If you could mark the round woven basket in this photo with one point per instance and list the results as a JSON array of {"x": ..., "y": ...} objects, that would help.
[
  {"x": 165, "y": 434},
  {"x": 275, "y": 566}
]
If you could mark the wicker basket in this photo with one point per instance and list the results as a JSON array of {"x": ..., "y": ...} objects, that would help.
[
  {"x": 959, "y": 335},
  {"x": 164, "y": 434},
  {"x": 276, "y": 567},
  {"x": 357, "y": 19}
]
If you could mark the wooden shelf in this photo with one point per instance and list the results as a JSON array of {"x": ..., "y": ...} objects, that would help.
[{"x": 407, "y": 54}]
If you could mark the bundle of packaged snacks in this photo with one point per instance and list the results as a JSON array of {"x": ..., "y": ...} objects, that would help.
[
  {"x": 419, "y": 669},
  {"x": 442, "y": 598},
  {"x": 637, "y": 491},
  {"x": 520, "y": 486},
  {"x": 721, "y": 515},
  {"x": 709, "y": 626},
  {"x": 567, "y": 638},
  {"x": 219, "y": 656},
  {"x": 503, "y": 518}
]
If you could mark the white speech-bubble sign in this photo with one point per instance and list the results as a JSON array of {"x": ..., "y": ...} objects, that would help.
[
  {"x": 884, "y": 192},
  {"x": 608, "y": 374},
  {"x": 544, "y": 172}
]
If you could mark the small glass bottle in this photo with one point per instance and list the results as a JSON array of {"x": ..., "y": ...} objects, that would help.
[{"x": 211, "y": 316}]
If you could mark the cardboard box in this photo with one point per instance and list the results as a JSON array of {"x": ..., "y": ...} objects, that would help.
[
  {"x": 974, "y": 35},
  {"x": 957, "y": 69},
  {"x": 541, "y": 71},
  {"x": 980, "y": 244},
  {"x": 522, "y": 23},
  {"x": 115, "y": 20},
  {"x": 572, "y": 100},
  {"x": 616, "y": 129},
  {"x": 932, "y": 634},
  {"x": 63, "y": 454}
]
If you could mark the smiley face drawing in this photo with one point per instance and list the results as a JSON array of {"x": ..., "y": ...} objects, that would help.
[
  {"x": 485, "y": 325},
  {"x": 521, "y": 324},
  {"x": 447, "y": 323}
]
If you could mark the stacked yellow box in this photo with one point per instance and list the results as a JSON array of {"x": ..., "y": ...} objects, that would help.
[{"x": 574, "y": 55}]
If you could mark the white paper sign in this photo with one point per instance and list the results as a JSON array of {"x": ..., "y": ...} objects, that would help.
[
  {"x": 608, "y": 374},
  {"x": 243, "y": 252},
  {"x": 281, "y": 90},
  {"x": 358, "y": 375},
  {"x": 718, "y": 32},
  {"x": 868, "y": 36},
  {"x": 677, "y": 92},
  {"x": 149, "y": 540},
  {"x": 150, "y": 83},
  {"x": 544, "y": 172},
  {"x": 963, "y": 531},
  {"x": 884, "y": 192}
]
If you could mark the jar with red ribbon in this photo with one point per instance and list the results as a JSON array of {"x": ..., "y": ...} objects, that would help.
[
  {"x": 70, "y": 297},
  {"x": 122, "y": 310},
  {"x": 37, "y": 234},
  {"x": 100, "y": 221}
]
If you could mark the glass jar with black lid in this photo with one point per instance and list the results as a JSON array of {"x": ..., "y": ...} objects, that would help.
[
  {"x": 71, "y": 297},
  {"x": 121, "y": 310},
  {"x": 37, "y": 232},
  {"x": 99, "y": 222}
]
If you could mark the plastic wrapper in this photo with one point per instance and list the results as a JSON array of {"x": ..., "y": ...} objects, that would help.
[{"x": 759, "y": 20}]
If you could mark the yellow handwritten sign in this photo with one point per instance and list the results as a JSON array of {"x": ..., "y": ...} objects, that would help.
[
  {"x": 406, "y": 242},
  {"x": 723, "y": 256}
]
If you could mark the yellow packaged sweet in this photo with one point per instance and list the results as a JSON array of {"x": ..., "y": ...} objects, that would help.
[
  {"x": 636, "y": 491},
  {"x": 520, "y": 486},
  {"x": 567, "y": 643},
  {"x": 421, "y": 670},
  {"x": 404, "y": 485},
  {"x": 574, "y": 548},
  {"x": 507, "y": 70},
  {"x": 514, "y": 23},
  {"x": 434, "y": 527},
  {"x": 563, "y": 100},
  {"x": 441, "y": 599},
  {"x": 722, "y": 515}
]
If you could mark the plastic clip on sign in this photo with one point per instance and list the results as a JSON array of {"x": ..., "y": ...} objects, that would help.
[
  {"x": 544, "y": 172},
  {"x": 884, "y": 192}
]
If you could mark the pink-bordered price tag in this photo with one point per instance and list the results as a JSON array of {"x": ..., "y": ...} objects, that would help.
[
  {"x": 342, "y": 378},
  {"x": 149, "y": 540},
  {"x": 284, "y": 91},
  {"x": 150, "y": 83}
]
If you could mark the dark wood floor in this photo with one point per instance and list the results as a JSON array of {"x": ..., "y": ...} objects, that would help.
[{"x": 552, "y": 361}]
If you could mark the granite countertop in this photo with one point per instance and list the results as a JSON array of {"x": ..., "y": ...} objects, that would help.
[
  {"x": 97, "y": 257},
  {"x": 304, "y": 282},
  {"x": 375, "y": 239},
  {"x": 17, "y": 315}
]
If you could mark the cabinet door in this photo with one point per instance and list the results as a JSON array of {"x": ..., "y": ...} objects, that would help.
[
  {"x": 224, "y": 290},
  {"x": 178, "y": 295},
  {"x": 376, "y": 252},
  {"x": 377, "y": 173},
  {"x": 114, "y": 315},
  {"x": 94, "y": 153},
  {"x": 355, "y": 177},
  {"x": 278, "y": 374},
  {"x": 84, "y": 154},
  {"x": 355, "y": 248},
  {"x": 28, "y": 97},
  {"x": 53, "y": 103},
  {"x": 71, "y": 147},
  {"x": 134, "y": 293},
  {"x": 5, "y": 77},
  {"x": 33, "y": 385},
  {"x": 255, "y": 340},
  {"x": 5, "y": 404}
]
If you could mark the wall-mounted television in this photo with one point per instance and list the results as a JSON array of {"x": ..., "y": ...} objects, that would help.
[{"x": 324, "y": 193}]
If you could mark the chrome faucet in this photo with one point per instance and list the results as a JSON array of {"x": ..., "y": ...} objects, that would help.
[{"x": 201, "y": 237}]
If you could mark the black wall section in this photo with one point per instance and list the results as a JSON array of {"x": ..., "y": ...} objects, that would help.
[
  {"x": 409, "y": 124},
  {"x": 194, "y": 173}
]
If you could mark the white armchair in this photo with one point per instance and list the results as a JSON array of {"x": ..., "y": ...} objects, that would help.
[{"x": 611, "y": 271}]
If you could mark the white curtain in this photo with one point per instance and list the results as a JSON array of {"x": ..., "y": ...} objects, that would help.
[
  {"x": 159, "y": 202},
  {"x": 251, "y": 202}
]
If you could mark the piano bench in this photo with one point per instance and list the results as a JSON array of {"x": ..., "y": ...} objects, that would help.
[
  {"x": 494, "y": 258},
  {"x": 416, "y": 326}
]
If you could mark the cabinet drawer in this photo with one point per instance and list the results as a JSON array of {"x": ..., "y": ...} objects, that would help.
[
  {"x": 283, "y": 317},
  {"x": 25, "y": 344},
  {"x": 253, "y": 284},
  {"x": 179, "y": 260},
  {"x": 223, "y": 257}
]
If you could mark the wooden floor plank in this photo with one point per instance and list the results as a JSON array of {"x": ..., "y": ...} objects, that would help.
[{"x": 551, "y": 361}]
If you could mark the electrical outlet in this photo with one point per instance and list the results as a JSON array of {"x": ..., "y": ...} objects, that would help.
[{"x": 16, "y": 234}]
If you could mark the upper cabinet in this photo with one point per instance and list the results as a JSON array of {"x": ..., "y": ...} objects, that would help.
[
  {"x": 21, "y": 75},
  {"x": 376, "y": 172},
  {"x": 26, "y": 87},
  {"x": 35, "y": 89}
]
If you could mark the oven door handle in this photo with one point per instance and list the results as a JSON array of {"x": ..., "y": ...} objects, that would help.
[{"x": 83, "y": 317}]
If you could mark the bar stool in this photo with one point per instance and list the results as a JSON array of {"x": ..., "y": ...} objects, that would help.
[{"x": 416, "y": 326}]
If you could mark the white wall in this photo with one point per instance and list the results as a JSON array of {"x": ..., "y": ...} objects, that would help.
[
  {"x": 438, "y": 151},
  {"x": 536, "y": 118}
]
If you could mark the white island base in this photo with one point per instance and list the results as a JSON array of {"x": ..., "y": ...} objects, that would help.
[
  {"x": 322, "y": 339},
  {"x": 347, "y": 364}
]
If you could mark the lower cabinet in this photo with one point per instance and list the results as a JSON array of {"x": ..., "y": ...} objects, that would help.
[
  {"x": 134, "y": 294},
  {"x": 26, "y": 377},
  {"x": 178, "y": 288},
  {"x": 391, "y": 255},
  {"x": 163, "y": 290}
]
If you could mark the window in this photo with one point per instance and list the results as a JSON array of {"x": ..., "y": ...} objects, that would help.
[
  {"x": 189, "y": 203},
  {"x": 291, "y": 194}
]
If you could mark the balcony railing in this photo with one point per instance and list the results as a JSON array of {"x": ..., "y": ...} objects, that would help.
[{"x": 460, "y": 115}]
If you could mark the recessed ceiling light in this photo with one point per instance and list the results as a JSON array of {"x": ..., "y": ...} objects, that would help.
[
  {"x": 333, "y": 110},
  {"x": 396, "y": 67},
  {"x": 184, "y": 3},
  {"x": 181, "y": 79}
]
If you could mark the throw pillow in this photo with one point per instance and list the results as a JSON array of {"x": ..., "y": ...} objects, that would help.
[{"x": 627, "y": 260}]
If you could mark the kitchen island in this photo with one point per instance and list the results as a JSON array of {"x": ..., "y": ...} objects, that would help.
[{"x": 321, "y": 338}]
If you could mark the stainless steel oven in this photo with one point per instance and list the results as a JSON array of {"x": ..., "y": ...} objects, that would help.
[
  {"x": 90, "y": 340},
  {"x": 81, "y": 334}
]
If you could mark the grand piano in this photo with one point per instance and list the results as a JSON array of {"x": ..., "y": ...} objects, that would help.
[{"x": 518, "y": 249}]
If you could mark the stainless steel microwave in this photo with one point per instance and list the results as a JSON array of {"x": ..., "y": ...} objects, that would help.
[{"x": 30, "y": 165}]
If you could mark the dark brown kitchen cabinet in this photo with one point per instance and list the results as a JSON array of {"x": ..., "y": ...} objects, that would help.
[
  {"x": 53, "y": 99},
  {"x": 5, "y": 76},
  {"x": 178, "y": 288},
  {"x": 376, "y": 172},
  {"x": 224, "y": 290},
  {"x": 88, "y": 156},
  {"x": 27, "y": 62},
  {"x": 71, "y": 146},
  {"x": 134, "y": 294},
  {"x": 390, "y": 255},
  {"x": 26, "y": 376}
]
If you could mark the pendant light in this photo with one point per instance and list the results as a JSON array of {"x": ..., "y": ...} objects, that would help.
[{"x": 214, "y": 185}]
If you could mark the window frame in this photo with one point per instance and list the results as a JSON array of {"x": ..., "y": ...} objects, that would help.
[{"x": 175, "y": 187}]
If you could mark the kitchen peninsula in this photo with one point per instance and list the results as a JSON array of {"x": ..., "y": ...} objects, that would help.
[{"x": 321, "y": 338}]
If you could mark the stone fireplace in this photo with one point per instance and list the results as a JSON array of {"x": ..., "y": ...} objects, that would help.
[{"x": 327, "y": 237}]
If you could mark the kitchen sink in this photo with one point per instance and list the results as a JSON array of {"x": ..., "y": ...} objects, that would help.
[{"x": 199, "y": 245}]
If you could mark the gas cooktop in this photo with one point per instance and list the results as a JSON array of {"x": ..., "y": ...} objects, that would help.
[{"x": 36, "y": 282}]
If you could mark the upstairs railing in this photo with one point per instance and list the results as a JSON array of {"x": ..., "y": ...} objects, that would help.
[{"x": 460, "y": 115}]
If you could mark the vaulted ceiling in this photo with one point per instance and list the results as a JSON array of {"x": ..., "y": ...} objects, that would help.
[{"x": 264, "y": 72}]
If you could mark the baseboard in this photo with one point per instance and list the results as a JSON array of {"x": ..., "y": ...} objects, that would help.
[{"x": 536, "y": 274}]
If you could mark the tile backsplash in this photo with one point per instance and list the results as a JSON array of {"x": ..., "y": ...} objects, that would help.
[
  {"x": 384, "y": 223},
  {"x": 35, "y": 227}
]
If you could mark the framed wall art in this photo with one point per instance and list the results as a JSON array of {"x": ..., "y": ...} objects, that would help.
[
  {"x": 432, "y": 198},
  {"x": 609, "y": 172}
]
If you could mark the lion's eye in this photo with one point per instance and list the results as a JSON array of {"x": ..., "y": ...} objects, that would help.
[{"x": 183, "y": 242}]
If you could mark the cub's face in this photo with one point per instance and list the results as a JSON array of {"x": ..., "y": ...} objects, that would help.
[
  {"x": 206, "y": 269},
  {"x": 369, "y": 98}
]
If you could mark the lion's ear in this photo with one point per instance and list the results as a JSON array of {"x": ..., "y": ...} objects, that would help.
-.-.-
Give again only the lines starting at the one that contains "If you could mark the lion's eye" and running to the end of the data.

**Output of the task:**
If you could mark the lion's eye in this photo with one point per instance and list the results as a JSON array of {"x": ..., "y": ...} objects, that would help.
[{"x": 183, "y": 242}]
If you could mark the cub's face in this photo with one point per instance and list the results as a JSON array of {"x": ..., "y": ...} objects, that would help.
[
  {"x": 206, "y": 269},
  {"x": 369, "y": 98}
]
If you could mark the lion's ear in this photo with one point per instance and list the results as a JSON array of {"x": ..., "y": ...} objects, that would help.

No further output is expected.